------ Task inputs ------

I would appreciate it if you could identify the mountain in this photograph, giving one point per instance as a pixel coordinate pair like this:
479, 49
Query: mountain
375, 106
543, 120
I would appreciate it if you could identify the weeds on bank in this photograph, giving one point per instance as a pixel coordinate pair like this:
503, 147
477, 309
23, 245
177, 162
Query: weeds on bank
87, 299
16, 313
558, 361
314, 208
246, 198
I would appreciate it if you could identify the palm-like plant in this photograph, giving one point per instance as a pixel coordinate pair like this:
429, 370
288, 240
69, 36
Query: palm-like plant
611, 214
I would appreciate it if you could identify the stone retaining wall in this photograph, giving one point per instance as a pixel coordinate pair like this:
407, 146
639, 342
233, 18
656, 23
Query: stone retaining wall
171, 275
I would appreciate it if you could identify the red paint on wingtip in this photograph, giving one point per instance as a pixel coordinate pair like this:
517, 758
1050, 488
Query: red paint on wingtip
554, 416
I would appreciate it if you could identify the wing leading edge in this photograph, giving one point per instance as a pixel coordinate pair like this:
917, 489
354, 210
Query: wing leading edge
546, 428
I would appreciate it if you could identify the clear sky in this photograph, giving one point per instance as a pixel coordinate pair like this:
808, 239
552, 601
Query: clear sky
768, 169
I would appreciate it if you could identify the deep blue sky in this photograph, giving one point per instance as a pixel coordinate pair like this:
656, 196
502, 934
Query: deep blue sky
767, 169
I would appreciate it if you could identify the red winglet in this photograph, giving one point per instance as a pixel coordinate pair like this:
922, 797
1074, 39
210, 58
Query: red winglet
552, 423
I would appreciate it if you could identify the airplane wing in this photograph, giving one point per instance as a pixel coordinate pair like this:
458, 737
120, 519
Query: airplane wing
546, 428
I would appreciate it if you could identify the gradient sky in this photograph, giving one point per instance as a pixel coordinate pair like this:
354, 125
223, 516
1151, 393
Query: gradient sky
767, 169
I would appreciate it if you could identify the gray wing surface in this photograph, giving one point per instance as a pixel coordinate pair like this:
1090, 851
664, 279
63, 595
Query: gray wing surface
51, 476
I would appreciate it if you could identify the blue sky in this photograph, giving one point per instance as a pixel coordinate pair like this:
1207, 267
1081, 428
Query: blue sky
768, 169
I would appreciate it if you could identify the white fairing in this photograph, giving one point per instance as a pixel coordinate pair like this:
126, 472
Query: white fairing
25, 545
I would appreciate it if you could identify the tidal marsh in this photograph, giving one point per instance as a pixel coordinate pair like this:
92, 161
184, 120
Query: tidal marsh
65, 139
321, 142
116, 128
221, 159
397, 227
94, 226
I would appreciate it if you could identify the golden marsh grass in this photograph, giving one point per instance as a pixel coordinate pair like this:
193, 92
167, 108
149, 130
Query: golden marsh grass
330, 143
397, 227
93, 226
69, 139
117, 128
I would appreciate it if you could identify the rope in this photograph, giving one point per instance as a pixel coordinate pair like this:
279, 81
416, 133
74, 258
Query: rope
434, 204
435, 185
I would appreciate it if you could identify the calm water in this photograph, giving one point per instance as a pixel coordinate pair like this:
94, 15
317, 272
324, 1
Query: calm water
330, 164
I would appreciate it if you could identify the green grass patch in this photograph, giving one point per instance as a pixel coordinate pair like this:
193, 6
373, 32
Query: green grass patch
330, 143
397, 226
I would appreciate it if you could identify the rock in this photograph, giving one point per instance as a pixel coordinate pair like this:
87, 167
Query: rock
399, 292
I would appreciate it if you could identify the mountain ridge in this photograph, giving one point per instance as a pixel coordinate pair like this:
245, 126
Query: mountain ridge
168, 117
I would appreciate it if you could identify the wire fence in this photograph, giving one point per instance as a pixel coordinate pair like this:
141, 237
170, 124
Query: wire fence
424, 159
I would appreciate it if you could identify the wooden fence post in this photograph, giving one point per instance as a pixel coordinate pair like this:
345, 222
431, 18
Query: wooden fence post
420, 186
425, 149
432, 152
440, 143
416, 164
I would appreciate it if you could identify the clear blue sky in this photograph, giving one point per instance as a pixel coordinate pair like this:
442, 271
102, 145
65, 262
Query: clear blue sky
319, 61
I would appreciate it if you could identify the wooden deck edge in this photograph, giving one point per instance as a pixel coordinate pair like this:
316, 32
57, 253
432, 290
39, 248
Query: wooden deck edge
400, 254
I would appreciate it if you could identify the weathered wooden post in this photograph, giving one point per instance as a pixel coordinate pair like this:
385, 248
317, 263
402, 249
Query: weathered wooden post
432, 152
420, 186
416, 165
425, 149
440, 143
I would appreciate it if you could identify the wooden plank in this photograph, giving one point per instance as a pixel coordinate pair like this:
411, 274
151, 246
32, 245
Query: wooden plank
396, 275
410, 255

------

#### Task statement:
Reproduce the material from the line containing "I would appreciate it if you could identify the wooden plank" through the last line, inclusive, and add -110 to every coordinate value in the answer points. Leave the request lines and their sample coordinates unchanged.

#### Reply to the exercise:
I would appreciate it if you could identify the wooden plank in this photograph, giving one point per instance as a pixel coordinate pair like this:
411, 274
151, 246
32, 245
Query: wooden plank
286, 165
300, 145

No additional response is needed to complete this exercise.